[PAGE TEXT]
_ _ _ _
On Fri, Nov 29, 2024 at 2:36 PM Andrei Lepikhov <lepihov@gmail.com> wrote:

I forgot to do a local commit before sending v8. Fixed in the attached v9.

1. Thread reference in the patch comment doesn't work.

fixed.

I found that unique expression index can also be used for groupby
column removal.
so I implemented it, aslo added two tests on it.

now remove_useless_groupby_columns like:
if (index->indexprs == NIL)
{
--handle unique index
}
else
{
--handle unique expression index
}

what do you think?

Attachments:

v10-0001-remove-useless-group-by-columns-via-unique-not-n.patchtext/x-patch; charset=US-ASCII; name=v10-0001-remove-useless-group-by-columns-via-unique-not-n.patchDownload
From ca9302a8c98f2ad4a8f9837ec42ec2da6588e25d Mon Sep 17 00:00:00 2001
From: jian he <jian.universality@gmail.com>
Date: Fri, 29 Nov 2024 14:54:23 +0800
Subject: [PATCH v10 1/1] remove useless group by columns via unique-not-null

In the `remove_useless_groupby_columns` function,
use a unique index and a not-null constraint to eliminate unnecessary columns.
Here, the primary key is treated as a "unique index and not-null".
_ _ _ _
[MATERIAL PROVIDED]

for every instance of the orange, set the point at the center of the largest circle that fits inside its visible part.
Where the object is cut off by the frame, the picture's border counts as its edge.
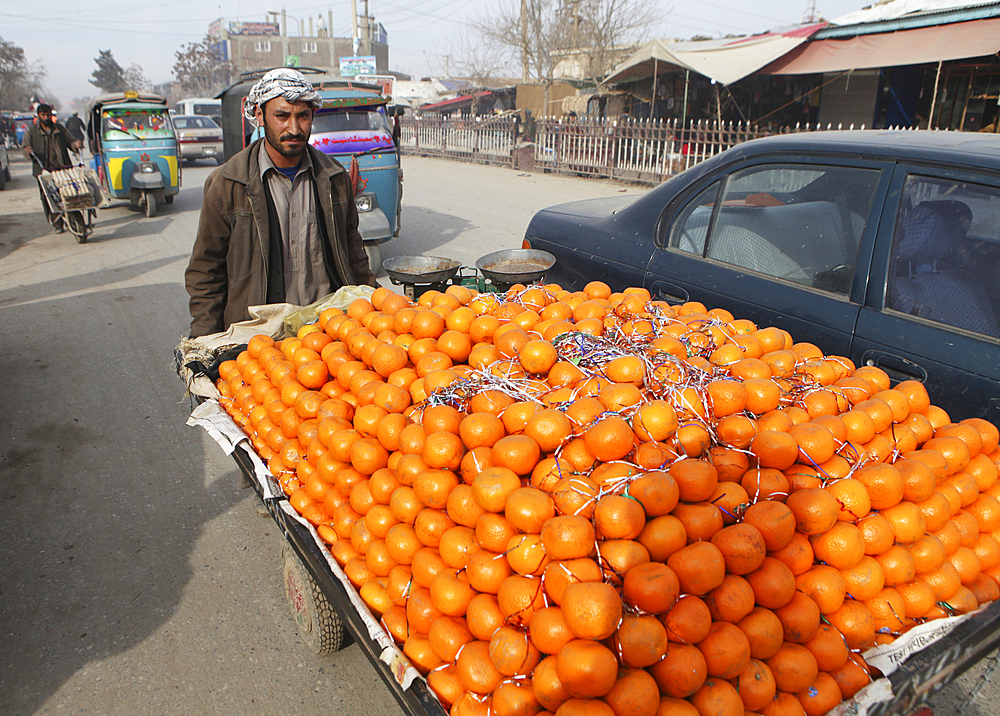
_ _ _ _
[TASK DETAILS]
Can you pick up the GROUP BY patch message right after its last sentence and carry it on? The listing has no connection to the GROUP BY patch message.

[RESPONSE TO THE EXERCISE]
If there are multiple candidates,
use the unique index with the fewest columns to remove the other columns
in groupby expression.

discussion: https://postgr.es/m/327990c8-b9b2-4b0c-bffb-462249f82de0@Spark
---
 src/backend/optimizer/plan/initsplan.c   | 258 ++++++++++++++++++++++-
 src/backend/optimizer/plan/planmain.c    |   3 +
 src/backend/optimizer/plan/planner.c     | 163 --------------
 src/backend/optimizer/util/plancat.c     |   1 +
 src/include/nodes/pathnodes.h            |   2 +
 src/include/optimizer/planmain.h         |   1 +
 src/test/regress/expected/aggregates.out |  79 +++++++
 src/test/regress/sql/aggregates.sql      |  39 ++++
 8 files changed, 382 insertions(+), 164 deletions(-)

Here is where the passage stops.